↓

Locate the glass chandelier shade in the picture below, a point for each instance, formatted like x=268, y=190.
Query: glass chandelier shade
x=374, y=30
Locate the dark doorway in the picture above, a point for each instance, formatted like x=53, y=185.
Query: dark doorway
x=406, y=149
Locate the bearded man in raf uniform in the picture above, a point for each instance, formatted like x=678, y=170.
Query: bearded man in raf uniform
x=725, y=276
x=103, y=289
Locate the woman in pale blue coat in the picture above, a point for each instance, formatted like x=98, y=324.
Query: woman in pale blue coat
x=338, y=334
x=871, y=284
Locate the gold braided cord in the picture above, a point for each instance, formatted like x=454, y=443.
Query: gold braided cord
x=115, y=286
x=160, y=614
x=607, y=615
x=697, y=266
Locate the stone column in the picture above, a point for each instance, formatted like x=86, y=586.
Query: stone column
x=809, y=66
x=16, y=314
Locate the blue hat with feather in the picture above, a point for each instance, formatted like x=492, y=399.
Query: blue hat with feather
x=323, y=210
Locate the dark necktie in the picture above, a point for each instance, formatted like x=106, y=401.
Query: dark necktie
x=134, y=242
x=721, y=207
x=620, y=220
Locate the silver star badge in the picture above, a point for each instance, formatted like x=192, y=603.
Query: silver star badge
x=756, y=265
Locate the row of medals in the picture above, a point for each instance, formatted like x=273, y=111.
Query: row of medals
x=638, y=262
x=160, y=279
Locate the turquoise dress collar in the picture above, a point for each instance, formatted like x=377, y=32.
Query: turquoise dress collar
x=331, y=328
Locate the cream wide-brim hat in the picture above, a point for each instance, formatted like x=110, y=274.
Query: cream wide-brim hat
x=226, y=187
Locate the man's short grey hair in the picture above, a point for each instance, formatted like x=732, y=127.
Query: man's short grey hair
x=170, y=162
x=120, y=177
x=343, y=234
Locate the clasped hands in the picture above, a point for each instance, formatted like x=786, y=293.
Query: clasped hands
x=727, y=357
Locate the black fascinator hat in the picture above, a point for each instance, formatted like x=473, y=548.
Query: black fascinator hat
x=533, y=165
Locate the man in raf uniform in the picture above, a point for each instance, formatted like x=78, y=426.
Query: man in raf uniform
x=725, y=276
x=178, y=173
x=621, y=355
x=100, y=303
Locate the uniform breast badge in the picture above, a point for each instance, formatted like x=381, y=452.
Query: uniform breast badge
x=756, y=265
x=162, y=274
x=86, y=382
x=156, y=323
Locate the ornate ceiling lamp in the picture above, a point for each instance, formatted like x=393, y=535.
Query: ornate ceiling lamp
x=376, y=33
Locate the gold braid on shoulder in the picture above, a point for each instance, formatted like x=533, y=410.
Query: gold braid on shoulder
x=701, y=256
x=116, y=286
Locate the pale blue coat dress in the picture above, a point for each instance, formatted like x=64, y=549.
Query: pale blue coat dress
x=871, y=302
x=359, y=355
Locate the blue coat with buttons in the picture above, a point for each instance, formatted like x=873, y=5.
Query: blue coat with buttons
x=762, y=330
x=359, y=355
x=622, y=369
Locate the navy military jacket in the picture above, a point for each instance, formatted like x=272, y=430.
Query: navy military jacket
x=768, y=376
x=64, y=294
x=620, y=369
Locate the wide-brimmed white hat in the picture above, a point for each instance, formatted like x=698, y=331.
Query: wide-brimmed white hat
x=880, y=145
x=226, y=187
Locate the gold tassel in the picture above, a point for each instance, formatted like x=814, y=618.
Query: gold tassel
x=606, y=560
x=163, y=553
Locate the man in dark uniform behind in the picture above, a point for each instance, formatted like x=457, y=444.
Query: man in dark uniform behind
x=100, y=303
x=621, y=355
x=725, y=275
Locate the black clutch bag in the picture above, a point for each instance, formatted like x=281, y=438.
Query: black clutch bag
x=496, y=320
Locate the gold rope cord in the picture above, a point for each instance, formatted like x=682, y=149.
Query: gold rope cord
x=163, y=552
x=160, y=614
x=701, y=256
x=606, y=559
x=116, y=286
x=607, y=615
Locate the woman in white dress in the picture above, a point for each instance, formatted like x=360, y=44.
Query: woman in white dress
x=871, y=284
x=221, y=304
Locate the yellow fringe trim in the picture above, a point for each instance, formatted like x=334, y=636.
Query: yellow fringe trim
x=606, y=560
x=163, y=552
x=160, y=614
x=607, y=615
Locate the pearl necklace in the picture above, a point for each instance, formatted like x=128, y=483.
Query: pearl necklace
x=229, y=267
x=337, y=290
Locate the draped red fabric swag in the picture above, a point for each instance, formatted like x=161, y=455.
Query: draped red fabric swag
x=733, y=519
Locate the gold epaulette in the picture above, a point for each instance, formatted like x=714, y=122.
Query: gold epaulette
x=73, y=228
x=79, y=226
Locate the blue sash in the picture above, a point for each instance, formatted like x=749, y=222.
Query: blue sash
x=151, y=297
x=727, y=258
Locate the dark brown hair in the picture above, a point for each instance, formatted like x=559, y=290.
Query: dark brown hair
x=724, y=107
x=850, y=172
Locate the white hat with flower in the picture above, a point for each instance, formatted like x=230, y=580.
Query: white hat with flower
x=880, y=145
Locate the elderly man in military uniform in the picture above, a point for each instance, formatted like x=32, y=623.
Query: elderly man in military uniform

↑

> **Task**: Convert all of the data above into a JSON list of strings, with one string per line and no entries for blank lines.

> **Exercise result**:
[
  "Locate the glass chandelier shade in the picture below, a point for each instance, formatted like x=268, y=190.",
  "Query: glass chandelier shade",
  "x=374, y=30",
  "Locate the dark doorway in the picture above, a point for each instance, formatted like x=53, y=185.",
  "Query: dark doorway",
  "x=406, y=149",
  "Locate the bearded man in raf uniform in the picture above, a point for each instance, formatted like x=678, y=170.",
  "Query: bearded man in raf uniform",
  "x=725, y=276",
  "x=103, y=289",
  "Locate the woman in pale blue coat in the picture above, a point for each instance, formatted like x=98, y=324.",
  "Query: woman in pale blue coat",
  "x=338, y=334",
  "x=871, y=284",
  "Locate the gold braided cord in the picture above, a point for each instance, formatted like x=454, y=443.",
  "Query: gold braided cord",
  "x=115, y=286",
  "x=160, y=614",
  "x=607, y=615",
  "x=697, y=266",
  "Locate the stone column in the picture above, a point for each instance, formatted like x=86, y=586.",
  "Query: stone column",
  "x=809, y=66",
  "x=16, y=314",
  "Locate the blue hat with feather in the picture above, a point for each instance, formatted like x=492, y=399.",
  "Query: blue hat with feather",
  "x=323, y=210",
  "Locate the dark necktie in the picture above, a point for each instance, formatted like x=106, y=401.",
  "Query: dark necktie",
  "x=134, y=242",
  "x=721, y=207",
  "x=620, y=220",
  "Locate the silver star badge in the picture above, a point for each instance, formatted like x=192, y=603.",
  "Query: silver star badge",
  "x=756, y=265",
  "Locate the row of medals in the picture above, a point for each instance, formatted like x=273, y=111.",
  "Query: row of medals",
  "x=638, y=262",
  "x=160, y=279",
  "Locate the turquoise dress collar in the picture above, a point for each instance, formatted like x=377, y=32.",
  "Query: turquoise dress collar",
  "x=331, y=328",
  "Locate the cream wide-brim hat in the picture above, a point for each instance, formatted like x=110, y=274.",
  "Query: cream wide-brim hat",
  "x=226, y=187",
  "Locate the man's short grey hair in the picture above, a point for each instance, formatted like x=732, y=127.",
  "Query: man's short grey hair",
  "x=170, y=162",
  "x=120, y=177",
  "x=343, y=234",
  "Locate the clasped hands in the picture above, a point for each instance, formatted like x=786, y=293.",
  "Query: clasped hands",
  "x=727, y=357",
  "Locate the black fascinator hat in the picture above, a point for each instance, formatted like x=473, y=548.",
  "Query: black fascinator hat",
  "x=533, y=165",
  "Locate the man in raf uniform in the picture above, a point for each instance, formatted like x=78, y=426.",
  "Query: man in raf uniform",
  "x=725, y=276",
  "x=178, y=173",
  "x=621, y=355",
  "x=100, y=303",
  "Locate the uniform breast badge in the picture above, a point for each instance, formatted like x=381, y=452.",
  "Query: uniform breast badge",
  "x=756, y=265",
  "x=162, y=274",
  "x=86, y=382",
  "x=156, y=323",
  "Locate the ornate ceiling lamp in the picture above, a point for each instance, formatted like x=393, y=535.",
  "Query: ornate ceiling lamp",
  "x=376, y=33",
  "Locate the gold braid on shoulder in the picture above, a point for each instance, formatted like x=533, y=410.",
  "Query: gold braid on shoulder",
  "x=701, y=256",
  "x=116, y=286",
  "Locate the pale blue coat dress in the picture above, a point for each instance, formatted like x=64, y=549.",
  "Query: pale blue coat dress",
  "x=871, y=302",
  "x=359, y=355",
  "Locate the blue coat with buttons in the picture above, a point for each instance, formatted like x=873, y=5.",
  "Query: blue coat with buttons",
  "x=762, y=330",
  "x=359, y=355",
  "x=622, y=369",
  "Locate the navy military jacket in the picture above, a point for each instance, formatted like x=272, y=430.",
  "Query: navy military jacket",
  "x=768, y=376",
  "x=64, y=294",
  "x=620, y=369",
  "Locate the wide-brimmed white hat in the picture above, a point for each instance, formatted like x=698, y=331.",
  "Query: wide-brimmed white hat",
  "x=880, y=145",
  "x=226, y=187",
  "Locate the gold tassel in the picture above, a point for each instance, formatted like x=814, y=618.",
  "Query: gold tassel",
  "x=606, y=560",
  "x=163, y=553",
  "Locate the man in dark uniform behind in the picture above, a point for each instance, formatted like x=457, y=444.",
  "Query: man in dark uniform behind",
  "x=100, y=303",
  "x=621, y=355",
  "x=725, y=275",
  "Locate the black clutch bag in the picture above, a point for each instance, formatted like x=281, y=438.",
  "Query: black clutch bag",
  "x=496, y=320",
  "Locate the gold rope cord in the picture above, a point for each instance, formatted like x=682, y=149.",
  "Query: gold rope cord",
  "x=163, y=552",
  "x=160, y=614",
  "x=701, y=256",
  "x=606, y=559",
  "x=116, y=286",
  "x=607, y=615",
  "Locate the woman in white dress in the picture above, a point for each instance, formatted like x=360, y=44.",
  "Query: woman in white dress",
  "x=871, y=284",
  "x=221, y=304",
  "Locate the yellow fringe trim in the picture above, a point for each instance, formatted like x=334, y=636.",
  "Query: yellow fringe trim",
  "x=606, y=560",
  "x=163, y=552",
  "x=160, y=614",
  "x=607, y=615",
  "Locate the pearl necklace in the picture above, a point for each instance, formatted like x=128, y=483.",
  "Query: pearl necklace",
  "x=229, y=267",
  "x=337, y=290",
  "Locate the draped red fabric swag in the picture above, a point for each instance, formatted like x=161, y=455.",
  "Query: draped red fabric swag",
  "x=733, y=519",
  "Locate the gold epaulette in the picture above, a point for each instance, formatted like x=714, y=122.",
  "Query: gold epaulette",
  "x=73, y=228",
  "x=79, y=226",
  "Locate the blue sash in the picture above, a point for each instance, formatted like x=749, y=222.",
  "Query: blue sash",
  "x=151, y=297",
  "x=727, y=258",
  "Locate the dark brown hair in the picture above, a point for each instance, formatted like x=559, y=290.",
  "Query: dark brown hair",
  "x=724, y=107",
  "x=850, y=172",
  "Locate the white hat with flower in the picture above, a point for each instance, formatted like x=230, y=580.",
  "Query: white hat with flower",
  "x=880, y=145",
  "Locate the elderly man in military uniform in the picture above, a point for each instance, formatted like x=32, y=623.",
  "Query: elderly man in military uniform"
]